Another known means for affecting gas-liquid mixing involves injecting compressed gas through spargers and employing a submerged turbine for breaking the injected gas into small bubbles. In the submerged turbine system gas contacts with liquid in an intensive turbulence zone, and, as a consequence, the efficiency of gas mass transfer is relatively higher. Since the gas is injected through larger sparger openning, the plugging problem is mitigated and therefore eliminating the need for filtration unit. However, the mechanical system is extremely complicated and expensive, since it includes a rotational submerged turbine unit in addition to the gas compression unit.
Jet aeration is another method for transferring gas in liquid which involves recirculating of a portion of the reactor liquid and mixing it with compressed gas in a jet assembly before injecting into the liquid body. The jet aeration system has rather high gas absorption rate and high mass transfer efficiency. However it requires a liquid pumping system in addition to a gas compression system.
It is worthwhile to note that the efficiencies of various gas-liquid transfer systems depend on the depth of the gas injection. In general, mass transfer efficiency and gas absorption rate increases with the injection depth. This is mainly due to the longer retention time of the injected gas bubbles in the liquid and the better utilization of the power employed for gas compression. However there are also limitations and tradeoffs. For example, a commercial centrifugal gas blower can deliver only a given maximum gas pressure which limits the depth of gas penetration. For deeper gas injection extra cost must be spent on multi-stage or more expensive type special gas compressors.

> [Rows]:
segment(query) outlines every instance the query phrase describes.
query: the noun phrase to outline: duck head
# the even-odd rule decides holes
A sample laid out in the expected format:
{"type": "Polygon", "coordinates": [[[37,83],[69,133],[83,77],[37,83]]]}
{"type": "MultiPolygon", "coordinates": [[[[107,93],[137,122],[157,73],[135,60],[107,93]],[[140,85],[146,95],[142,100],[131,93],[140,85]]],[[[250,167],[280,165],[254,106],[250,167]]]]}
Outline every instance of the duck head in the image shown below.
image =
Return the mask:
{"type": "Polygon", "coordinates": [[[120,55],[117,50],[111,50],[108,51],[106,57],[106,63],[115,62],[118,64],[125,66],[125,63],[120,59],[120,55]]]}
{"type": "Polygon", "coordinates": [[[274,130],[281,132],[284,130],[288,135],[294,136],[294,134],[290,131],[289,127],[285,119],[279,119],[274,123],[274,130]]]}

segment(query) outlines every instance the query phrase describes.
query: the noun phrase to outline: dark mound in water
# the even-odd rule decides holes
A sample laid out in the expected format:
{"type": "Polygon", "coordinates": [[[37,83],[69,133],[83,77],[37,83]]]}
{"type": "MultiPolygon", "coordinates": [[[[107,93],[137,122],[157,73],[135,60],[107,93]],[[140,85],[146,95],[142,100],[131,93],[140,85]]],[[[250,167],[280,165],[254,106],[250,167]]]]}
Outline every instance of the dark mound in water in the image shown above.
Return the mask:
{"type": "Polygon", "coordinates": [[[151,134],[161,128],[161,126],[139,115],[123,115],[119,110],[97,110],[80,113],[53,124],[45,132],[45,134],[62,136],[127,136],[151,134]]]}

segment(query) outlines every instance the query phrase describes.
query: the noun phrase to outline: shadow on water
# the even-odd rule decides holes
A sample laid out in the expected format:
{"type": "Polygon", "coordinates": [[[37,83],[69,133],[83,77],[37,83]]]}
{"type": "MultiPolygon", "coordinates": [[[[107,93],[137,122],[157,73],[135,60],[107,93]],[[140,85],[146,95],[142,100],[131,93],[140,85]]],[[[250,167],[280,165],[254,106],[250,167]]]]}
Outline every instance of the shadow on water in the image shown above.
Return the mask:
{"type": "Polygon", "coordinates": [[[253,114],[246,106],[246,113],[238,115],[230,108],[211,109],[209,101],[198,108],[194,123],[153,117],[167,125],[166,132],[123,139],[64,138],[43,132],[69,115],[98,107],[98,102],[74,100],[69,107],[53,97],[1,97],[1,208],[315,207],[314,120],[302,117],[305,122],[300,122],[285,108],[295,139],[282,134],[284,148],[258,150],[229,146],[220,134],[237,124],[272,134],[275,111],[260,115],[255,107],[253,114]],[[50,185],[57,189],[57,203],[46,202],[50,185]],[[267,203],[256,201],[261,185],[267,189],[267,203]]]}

> [Task instructions]: Reproduce the part of the gas-liquid mixing passage that opens with the words containing "It is worthwhile" and closes with "special gas compressors.".

> [Completed exercise]:
It is worthwhile to note that the efficiencies of various gas-liquid transfer systems depend on the depth of the gas injection. In general, mass transfer efficiency and gas absorption rate increases with the injection depth. This is mainly due to the longer retention time of the injected gas bubbles in the liquid and the better utilization of the power employed for gas compression. However there are also limitations and tradeoffs. For example, a commercial centrifugal gas blower can deliver only a given maximum gas pressure which limits the depth of gas penetration. For deeper gas injection extra cost must be spent on multi-stage or more expensive type special gas compressors.